Goal
Render all the items below as a Markdown table with two columns, No. and Line. Number each row and leave out blank lines.

Input material

::::

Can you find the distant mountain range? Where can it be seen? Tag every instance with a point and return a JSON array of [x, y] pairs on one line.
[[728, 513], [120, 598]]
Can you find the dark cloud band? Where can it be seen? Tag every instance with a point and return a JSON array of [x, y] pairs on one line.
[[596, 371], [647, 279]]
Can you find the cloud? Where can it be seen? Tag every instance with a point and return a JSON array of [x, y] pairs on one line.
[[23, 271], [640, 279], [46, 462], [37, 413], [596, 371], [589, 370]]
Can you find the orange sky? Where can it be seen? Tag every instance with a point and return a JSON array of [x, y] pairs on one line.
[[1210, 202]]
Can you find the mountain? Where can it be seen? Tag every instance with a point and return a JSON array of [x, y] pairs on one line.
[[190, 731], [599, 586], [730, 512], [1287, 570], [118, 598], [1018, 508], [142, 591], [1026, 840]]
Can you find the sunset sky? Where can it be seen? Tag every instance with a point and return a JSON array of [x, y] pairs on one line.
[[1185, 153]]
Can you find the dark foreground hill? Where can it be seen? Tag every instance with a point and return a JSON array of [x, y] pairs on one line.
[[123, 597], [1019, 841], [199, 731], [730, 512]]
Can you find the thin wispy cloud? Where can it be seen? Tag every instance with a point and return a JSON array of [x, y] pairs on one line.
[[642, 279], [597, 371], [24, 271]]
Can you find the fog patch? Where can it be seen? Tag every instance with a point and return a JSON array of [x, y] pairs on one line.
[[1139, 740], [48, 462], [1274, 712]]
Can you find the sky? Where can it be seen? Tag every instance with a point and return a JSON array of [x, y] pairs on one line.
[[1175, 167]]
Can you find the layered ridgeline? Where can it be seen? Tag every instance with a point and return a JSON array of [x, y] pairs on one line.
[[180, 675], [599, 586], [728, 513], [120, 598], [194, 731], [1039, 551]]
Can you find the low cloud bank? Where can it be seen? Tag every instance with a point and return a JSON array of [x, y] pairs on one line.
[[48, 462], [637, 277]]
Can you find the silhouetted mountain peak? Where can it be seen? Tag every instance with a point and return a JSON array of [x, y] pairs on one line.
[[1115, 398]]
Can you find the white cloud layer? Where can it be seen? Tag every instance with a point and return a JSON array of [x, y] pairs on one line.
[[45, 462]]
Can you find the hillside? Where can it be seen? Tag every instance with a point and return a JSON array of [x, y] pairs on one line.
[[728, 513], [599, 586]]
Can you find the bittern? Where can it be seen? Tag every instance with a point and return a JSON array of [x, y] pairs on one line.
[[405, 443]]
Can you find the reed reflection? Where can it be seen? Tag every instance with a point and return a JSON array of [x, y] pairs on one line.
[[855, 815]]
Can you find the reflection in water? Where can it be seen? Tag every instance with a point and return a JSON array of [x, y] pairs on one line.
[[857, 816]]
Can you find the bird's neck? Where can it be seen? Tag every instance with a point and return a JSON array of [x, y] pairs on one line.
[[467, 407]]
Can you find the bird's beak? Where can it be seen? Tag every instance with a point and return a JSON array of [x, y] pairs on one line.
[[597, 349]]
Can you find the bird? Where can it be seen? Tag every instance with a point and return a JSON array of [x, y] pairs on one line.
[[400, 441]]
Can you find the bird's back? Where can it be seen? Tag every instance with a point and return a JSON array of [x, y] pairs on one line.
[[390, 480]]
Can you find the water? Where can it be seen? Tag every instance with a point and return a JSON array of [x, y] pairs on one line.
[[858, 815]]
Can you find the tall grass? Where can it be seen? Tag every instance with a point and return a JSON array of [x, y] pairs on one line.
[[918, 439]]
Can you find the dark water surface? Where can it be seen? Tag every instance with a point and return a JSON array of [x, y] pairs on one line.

::::

Reply
| No. | Line |
|---|---|
| 1 | Can you find the distant mountain range? Where can it be seen? Tag every instance with a point and return a JSON array of [x, y] pairs on one line. |
| 2 | [[728, 513], [120, 598]] |
| 3 | Can you find the dark cloud band? Where can it be seen? Tag every instance with a point and return a JSON array of [x, y] pairs on one line. |
| 4 | [[596, 371], [647, 279]] |
| 5 | Can you find the cloud? Where can it be seen? Tag every instance with a point and return a JSON array of [x, y] pairs on one line. |
| 6 | [[23, 271], [640, 279], [46, 462], [37, 413], [596, 371], [589, 370]] |
| 7 | Can you find the orange sky? Where can it be seen? Tag every instance with a point and return a JSON array of [x, y] pairs on one line. |
| 8 | [[1210, 202]] |
| 9 | Can you find the mountain? Where can it be seen? Tag every instance with a point and return a JSON array of [x, y] pairs on one line. |
| 10 | [[190, 731], [599, 586], [730, 512], [1287, 570], [118, 598], [1018, 508], [142, 591], [1026, 840]] |
| 11 | Can you find the sunset sky? Where can it be seen? Tag every instance with a point and return a JSON array of [x, y] pairs on one line. |
| 12 | [[1185, 153]] |
| 13 | Can you find the dark foreground hill? Where can it be seen? Tag every instance with a point and return a JSON array of [x, y] pairs on one line. |
| 14 | [[123, 597], [1019, 841], [199, 731], [730, 512]] |
| 15 | Can you find the thin wispy cloud? Where can it be seen? Tag every instance with a point and return a JSON array of [x, y] pairs on one line. |
| 16 | [[642, 279], [597, 371], [24, 271]] |
| 17 | Can you find the fog patch? Where can it be seen? Tag every instance with a point and return a JSON array of [x, y] pairs on one line. |
| 18 | [[1139, 740], [48, 462], [1274, 712]] |
| 19 | Can you find the sky? Where can it be seen? Tag every instance with a point and return a JSON array of [x, y] pairs on one line. |
| 20 | [[1175, 167]] |
| 21 | Can you find the layered ridgeline? Where can it be seen? Tag every instance with a point and return a JSON array of [x, y] pairs on one line. |
| 22 | [[180, 675], [599, 586], [728, 513], [120, 598], [194, 731], [1039, 551]] |
| 23 | Can you find the low cloud bank? Where can it be seen? Tag every instance with a point and return a JSON array of [x, y] pairs on one line. |
| 24 | [[48, 462], [637, 277]] |
| 25 | Can you find the silhouetted mountain peak? Where can it be seen? Tag every instance with a point and return a JSON array of [x, y] pairs on one line. |
| 26 | [[1115, 398]] |
| 27 | Can you find the white cloud layer? Where can it be seen? Tag every instance with a point and return a JSON array of [x, y] pairs on one line. |
| 28 | [[45, 462]] |
| 29 | Can you find the hillside? Where can it be seen? Tag every instance with a point and return a JSON array of [x, y] pairs on one line. |
| 30 | [[728, 513], [599, 586]] |
| 31 | Can you find the bittern? Where can it be seen? Tag every instance with a point and return a JSON array of [x, y] pairs on one line. |
| 32 | [[405, 443]] |
| 33 | Can you find the reed reflection? Where can it be seen? Tag every instance with a point and return a JSON array of [x, y] pairs on one line. |
| 34 | [[855, 815]] |
| 35 | Can you find the reflection in water? Where can it be seen? Tag every instance with a point and return a JSON array of [x, y] pairs on one line. |
| 36 | [[857, 816]] |
| 37 | Can you find the bird's neck? Where can it be seen? Tag every instance with a point and return a JSON array of [x, y] pairs on one line. |
| 38 | [[467, 407]] |
| 39 | Can you find the bird's beak? Where can it be seen? Tag every instance with a point and return a JSON array of [x, y] pairs on one line. |
| 40 | [[597, 349]] |
| 41 | Can you find the bird? Where can it be seen? Tag every instance with a point and return a JSON array of [x, y] pairs on one line. |
| 42 | [[400, 441]] |
| 43 | Can you find the bird's back? Where can it be seen? Tag every instance with a point and return a JSON array of [x, y] pairs on one line. |
| 44 | [[390, 480]] |
| 45 | Can you find the water? Where can it be seen? Tag every instance with a point and return a JSON array of [x, y] pairs on one line. |
| 46 | [[858, 815]] |
| 47 | Can you find the tall grass? Where can it be seen? Tag every instance with a point and return a JSON array of [x, y] pairs on one line. |
| 48 | [[918, 439]] |
| 49 | Can you find the dark water surface? Where can it be seen? Tag every instance with a point and return a JSON array of [x, y] pairs on one line. |